=== Teks Bacaan ===

JAKARTA - Partai Pengusung Jokowi- Ma'ruf Amin pada Pilpres 2019, sangat memahami kalau pelemahan nilai tukar rupiah terhadap dolar AS menjadi mainan lawan menjelang Pilpres 2019.

Hal ini dikatakan anggota Komisi XI dari Fraksi PDI Perjuangan Eva Sundari dalam Diskusi Dialektika Demokrasi bertajuk "Pelemahan Rupiah: Dampak dan Solusinya" di Media Center DPR, Senayan, Jakarta, Kamis (6/9/2018) siang.

Menurut dia, pemerintah sesungguhya tidak menginginkan nilai tukar rupiah terhadap dolar AS melemah. Namun yang perlu diwaspadai adalah dampak yang ditimbulkan, terutama transisinya melewati angka psikologis 15 persen.

Kalau melewati angka itu, menurut Eva, menjadi alarm. Namun tidak semua pihak yang khawatir jika hal itu terjadi. Sebab para pengusaha kakao justru kaya mendadak. Meski sebagian pengusaha yang mengandalkan impor mengalami kondisi yang agak berat.

Eva Sendiri merasa yakin pelemahan rupiah belum berdampak ke masyarakat. "Coba  teman-teman tanya ke masyarakat belum terasa walaupun sudah melampui Rp 15 ribu. Tapi yang terasa teman-teman oposisi. Ya mulai ramai lah gitu," kata Eva.

Menurutnya, kalau kondisi ini berlangsung hingga Desember dan terjadi efisiensi rasionalisasi sampai terjadi PHK, maka ini menjadi persoalan serius. 

Menyikapi kemungkinan terjadi, Eva mengatakan kalau Bank Indonesia (BI) saat rapat kerja dengan Komisi XI DPR telah menyiapkan empat skenario. 

"Yang penting tone-nya masih positif. Karena itu, jangan sampai banyak pengamat menggunakan data-data yang nggak benar lalu sentimennya menjadi negatif," kata Eva.

Sementara itu, Anggota Fraksi Gerindra DPR RI, Heri Gunawan menilai, selain sentimen global, kondisi fundamental ekonomi Indonesia yang tidak baik adalah penyebab melemahnya nilai rupiah terhadap dolar Amerika Serikat.

"Masih banyak kelemahan pada perekonomian Indonesia yang membuat rupiah gampang tersungkur saat dolar AS tengah perkasa," kata Heri.

===

Tugas yang Dikerjakan:
1. Jawablah pertanyaan berikut berdasarkan teks tentang pelemahan rupiah di atas.
(a) Di mana diskusi Dialektika Demokrasi itu diadakan?
(b) Berapa skenario yang telah disiapkan Bank Indonesia?
(c) Menurut Heri Gunawan, selain sentimen global, apa penyebab melemahnya nilai rupiah?
2. Kutiplah bagian teks tentang pelemahan rupiah yang dimulai dengan "Menurut dia, pemerintah" dan berlanjut sampai "psikologis 15 persen.".

=== Daftar ===

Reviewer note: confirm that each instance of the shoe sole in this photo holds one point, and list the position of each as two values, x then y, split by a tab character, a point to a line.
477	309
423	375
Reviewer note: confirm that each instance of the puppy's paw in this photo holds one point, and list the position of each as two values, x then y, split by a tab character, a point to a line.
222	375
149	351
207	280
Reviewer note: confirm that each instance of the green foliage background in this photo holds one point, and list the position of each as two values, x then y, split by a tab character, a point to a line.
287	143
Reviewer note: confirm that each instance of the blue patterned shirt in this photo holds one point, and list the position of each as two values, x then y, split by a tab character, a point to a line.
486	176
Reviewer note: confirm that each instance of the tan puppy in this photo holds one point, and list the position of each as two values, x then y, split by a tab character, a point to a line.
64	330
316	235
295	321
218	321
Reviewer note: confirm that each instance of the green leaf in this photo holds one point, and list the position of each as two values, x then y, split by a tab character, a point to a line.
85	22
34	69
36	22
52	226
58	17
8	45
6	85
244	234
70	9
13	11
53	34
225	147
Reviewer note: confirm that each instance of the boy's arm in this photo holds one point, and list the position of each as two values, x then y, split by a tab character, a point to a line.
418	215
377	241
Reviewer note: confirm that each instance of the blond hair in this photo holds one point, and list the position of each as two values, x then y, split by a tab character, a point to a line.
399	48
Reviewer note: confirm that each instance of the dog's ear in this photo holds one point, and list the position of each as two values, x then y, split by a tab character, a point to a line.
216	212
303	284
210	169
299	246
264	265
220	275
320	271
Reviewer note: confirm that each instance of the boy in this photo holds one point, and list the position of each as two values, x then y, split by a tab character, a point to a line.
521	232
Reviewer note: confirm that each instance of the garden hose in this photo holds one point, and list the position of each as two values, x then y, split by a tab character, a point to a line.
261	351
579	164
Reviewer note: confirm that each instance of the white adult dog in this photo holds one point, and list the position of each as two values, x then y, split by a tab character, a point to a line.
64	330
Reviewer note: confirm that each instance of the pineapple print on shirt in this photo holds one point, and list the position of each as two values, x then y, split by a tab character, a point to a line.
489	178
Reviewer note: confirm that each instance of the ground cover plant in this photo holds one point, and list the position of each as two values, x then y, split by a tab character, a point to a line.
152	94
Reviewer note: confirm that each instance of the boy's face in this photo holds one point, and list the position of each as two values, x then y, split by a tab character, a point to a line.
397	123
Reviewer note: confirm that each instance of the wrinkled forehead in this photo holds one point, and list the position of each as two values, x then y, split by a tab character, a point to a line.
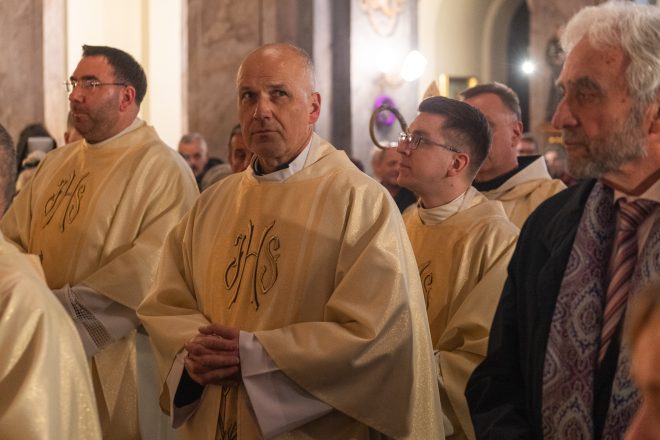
95	66
274	66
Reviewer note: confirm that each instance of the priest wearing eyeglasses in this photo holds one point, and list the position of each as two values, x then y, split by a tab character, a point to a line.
462	242
96	214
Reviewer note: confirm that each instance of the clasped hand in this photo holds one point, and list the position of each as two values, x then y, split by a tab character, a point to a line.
213	356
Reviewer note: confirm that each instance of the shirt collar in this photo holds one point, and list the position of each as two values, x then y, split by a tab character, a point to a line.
289	170
433	216
137	122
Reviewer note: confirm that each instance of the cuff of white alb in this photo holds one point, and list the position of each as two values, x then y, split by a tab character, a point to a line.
280	405
179	415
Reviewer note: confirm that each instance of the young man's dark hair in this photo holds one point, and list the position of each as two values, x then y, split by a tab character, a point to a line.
505	93
465	126
127	70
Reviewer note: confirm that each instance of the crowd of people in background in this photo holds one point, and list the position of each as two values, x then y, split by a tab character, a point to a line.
480	285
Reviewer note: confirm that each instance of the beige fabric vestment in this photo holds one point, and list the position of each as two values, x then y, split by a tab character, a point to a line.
45	388
320	269
527	189
462	263
97	217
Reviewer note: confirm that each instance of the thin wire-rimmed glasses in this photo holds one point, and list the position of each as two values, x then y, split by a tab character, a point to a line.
412	141
88	84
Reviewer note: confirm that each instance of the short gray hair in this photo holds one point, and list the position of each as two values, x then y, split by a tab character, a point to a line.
632	27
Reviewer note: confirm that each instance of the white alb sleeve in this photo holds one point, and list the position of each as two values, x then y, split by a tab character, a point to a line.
100	321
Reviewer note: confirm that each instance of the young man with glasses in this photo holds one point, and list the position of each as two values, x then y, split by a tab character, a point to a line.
96	213
462	242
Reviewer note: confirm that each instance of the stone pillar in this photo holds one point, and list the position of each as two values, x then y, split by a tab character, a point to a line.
33	69
546	18
219	34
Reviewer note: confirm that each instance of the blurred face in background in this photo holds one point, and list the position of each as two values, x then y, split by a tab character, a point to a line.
195	155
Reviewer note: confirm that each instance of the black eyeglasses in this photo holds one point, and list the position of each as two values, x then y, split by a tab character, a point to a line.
88	84
413	141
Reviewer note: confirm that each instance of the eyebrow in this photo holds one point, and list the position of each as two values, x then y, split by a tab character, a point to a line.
84	77
583	82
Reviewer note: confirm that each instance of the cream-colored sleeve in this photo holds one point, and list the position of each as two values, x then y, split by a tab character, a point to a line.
128	275
45	383
464	344
170	313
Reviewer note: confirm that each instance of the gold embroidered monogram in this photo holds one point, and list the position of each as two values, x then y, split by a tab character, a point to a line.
427	279
69	194
264	273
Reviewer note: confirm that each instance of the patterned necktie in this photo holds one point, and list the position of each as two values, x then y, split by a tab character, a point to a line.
631	215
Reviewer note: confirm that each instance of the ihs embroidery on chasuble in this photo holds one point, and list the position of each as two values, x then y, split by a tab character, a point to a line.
254	262
64	204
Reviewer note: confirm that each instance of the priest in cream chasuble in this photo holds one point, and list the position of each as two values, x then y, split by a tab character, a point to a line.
319	268
96	213
461	240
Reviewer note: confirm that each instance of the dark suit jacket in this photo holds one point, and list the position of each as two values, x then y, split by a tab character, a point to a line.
504	392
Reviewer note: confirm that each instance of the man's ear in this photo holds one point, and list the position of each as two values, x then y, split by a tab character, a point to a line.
458	164
315	107
127	97
516	133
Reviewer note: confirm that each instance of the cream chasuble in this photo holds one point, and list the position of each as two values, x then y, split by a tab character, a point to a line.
97	217
45	388
320	269
462	263
525	191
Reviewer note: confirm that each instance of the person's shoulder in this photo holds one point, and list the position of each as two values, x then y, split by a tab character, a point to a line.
556	216
551	186
22	286
569	198
490	217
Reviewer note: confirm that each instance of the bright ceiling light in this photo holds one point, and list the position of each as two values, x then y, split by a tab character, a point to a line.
528	67
413	66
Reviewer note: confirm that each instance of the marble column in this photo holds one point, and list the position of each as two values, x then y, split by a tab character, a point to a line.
546	18
33	69
219	34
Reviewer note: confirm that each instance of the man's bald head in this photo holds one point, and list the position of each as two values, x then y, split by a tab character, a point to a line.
277	104
293	55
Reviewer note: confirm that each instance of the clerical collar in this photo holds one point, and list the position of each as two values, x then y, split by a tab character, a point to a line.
284	171
523	162
433	216
137	122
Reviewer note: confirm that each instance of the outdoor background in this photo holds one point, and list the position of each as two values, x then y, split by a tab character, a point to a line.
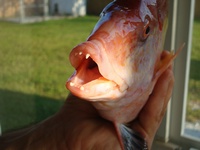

===

Kunci Jawaban:
1.
(a) Di Media Center DPR, Senayan, Jakarta.
(b) Empat skenario.
(c) Kondisi fundamental ekonomi Indonesia yang tidak baik.

2.
Menurut dia, pemerintah sesungguhya tidak menginginkan nilai tukar rupiah terhadap dolar AS melemah. Namun yang perlu diwaspadai adalah dampak yang ditimbulkan, terutama transisinya melewati angka psikologis 15 persen.